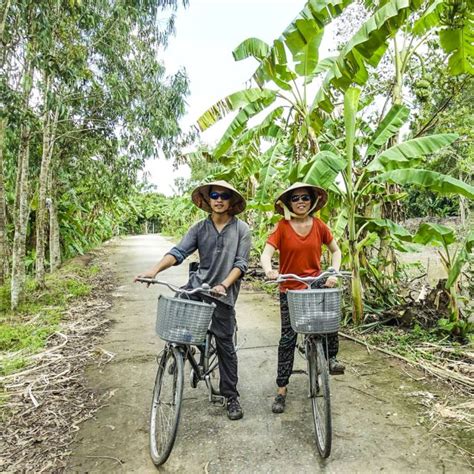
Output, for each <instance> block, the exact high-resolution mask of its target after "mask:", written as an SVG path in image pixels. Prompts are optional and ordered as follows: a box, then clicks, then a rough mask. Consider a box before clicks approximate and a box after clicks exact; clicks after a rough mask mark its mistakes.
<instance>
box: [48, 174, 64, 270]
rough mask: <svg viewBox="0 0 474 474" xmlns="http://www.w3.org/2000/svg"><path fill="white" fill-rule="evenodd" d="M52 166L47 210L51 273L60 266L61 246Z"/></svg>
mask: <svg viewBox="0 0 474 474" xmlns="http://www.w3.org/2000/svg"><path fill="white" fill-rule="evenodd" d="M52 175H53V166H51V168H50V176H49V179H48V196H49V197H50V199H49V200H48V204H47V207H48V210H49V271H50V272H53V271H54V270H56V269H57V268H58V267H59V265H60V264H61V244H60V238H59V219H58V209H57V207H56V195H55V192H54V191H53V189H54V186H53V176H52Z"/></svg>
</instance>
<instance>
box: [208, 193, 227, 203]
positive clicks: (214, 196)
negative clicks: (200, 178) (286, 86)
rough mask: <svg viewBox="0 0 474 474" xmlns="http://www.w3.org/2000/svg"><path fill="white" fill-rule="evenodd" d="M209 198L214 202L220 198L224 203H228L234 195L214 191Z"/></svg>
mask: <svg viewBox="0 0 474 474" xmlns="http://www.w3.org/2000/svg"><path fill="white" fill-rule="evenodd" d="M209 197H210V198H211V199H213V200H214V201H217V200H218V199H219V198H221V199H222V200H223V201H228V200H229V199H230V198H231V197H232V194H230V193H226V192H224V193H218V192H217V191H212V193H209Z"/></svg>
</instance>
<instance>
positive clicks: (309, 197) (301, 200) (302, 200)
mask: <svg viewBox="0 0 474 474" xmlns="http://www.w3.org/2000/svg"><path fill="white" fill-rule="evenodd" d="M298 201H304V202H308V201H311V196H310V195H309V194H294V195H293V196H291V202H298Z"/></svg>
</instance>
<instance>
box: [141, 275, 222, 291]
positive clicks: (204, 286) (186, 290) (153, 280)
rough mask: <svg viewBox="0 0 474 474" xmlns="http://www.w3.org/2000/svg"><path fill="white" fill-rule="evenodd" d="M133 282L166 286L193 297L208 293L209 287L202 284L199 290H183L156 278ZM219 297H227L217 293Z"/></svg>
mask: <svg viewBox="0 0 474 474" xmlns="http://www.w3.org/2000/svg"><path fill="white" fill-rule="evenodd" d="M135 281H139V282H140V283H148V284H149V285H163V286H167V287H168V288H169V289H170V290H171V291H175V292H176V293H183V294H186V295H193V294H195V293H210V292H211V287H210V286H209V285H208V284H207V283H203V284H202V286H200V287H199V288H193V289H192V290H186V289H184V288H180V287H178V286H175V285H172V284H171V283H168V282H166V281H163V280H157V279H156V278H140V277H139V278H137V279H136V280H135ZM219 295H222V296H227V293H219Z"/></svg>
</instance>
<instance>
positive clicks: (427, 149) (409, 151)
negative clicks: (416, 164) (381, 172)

◆ ◆ ◆ ◆

Problem statement: Identify each line in the entries above that contains the word "positive", matching its case exactly.

Reply to the task:
positive clicks: (214, 196)
positive clicks: (309, 197) (301, 200) (302, 200)
positive clicks: (204, 286) (186, 290) (153, 280)
positive clicks: (427, 149) (409, 151)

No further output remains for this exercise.